- Born: August 28, 1799
- Died: June 20, 1867 (aged 67) Edo, Japan
- Occupations: Daimyō; Rōjū

= Ōta Sukemoto =

Japanese daimyō (1799–1867)

Ōta Sukemoto (太田 資始) was the 5th daimyō of Kakegawa Domain in Tōtōmi Province, (modern-day Shizuoka Prefecture) in late-Edo period and Bakumatsu period Japan and a high-level office holder within the Tokugawa shogunate, and ninth hereditary chieftain of the Kakegawa-Ōta clan. His courtesy title was Dewa-no-kami.

==Biography==
Ōta Sukemoto was the third son of Hotta Masazane, daimyō of Omi-Miyagawa Domain. He was selected as posthumous heir on Ōta Suketoki's sudden death in 1810 and married to one of Suketoki's daughters. At the time, he was only eleven years old. He was received in formal audience by Shōgun Tokugawa Ienari in 1812 and was appointed a sōshaban in 1818.
++++++++
Task instructions:
1 – Check each statement below against the Ōta Sukemoto text above. Answer yes or no, and quote the deciding words.
(a) Sukemoto was the first son of Hotta Masazane.
(b) Sukemoto was eleven years old when he was selected as heir.
(c) Sukemoto's courtesy title was Dewa-no-kami.
2 – Please answer these questions from the Ōta Sukemoto text above.
(a) Where did Sukemoto die?
(b) Of which domain was he the 5th daimyō?
(c) In what year was he appointed a sōshaban?
3 – List every distinct year that appears in the Ōta Sukemoto text above.

Data segment:
++++++++
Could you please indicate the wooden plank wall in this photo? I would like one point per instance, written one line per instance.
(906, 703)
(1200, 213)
++++++++
Solutions per task:
1 –
(a) No: "Ōta Sukemoto was the third son of Hotta Masazane"
(b) Yes: "At the time, he was only eleven years old."
(c) Yes: "His courtesy title was Dewa-no-kami."

2 –
(a) Edo, Japan
(b) Kakegawa Domain
(c) 1818

3 – 1799, 1867, 1810, 1812, 1818